Data records

==========

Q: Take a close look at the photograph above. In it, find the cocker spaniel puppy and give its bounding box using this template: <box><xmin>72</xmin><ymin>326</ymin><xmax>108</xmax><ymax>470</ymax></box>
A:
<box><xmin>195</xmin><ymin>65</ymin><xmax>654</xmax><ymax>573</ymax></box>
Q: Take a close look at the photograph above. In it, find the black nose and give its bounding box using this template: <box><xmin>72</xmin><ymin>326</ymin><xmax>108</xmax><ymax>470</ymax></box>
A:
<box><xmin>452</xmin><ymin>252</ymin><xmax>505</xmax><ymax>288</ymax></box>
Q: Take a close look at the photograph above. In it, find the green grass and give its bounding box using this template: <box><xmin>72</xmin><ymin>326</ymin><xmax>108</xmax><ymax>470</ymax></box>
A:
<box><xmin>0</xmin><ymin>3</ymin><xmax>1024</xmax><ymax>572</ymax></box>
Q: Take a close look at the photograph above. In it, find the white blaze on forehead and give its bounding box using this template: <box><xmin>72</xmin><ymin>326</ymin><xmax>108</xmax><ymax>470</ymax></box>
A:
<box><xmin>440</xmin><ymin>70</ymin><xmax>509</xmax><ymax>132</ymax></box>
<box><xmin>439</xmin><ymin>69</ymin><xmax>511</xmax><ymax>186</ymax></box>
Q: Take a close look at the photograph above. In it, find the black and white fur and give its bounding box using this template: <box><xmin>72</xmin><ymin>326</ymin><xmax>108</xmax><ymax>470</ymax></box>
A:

==========

# What the task requires
Copy all of the rows above word for word, with no changes.

# Output below
Q: Take a close look at the photograph above. In it, find the cocker spaniel puppy and give its bounding box using this template: <box><xmin>72</xmin><ymin>326</ymin><xmax>108</xmax><ymax>470</ymax></box>
A:
<box><xmin>195</xmin><ymin>65</ymin><xmax>654</xmax><ymax>573</ymax></box>
Q: Take a close look at the photograph above. In it, find the black nose and give its bounding box using this template: <box><xmin>72</xmin><ymin>326</ymin><xmax>108</xmax><ymax>470</ymax></box>
A:
<box><xmin>452</xmin><ymin>252</ymin><xmax>505</xmax><ymax>288</ymax></box>
Q: Take a close look at the photograph above. In it, find the green grass and give its bounding box using this template: <box><xmin>72</xmin><ymin>326</ymin><xmax>108</xmax><ymax>470</ymax></box>
A:
<box><xmin>0</xmin><ymin>3</ymin><xmax>1024</xmax><ymax>572</ymax></box>
Q: Take a close look at the photograph above. In it, find the white blaze on forehead and give its bounding box using this template: <box><xmin>72</xmin><ymin>326</ymin><xmax>108</xmax><ymax>470</ymax></box>
A:
<box><xmin>440</xmin><ymin>70</ymin><xmax>509</xmax><ymax>132</ymax></box>
<box><xmin>439</xmin><ymin>69</ymin><xmax>511</xmax><ymax>186</ymax></box>
Q: Take a close look at the photograph above. In it, find the black and white fur and give its bounding box using this template: <box><xmin>72</xmin><ymin>326</ymin><xmax>108</xmax><ymax>470</ymax></box>
A:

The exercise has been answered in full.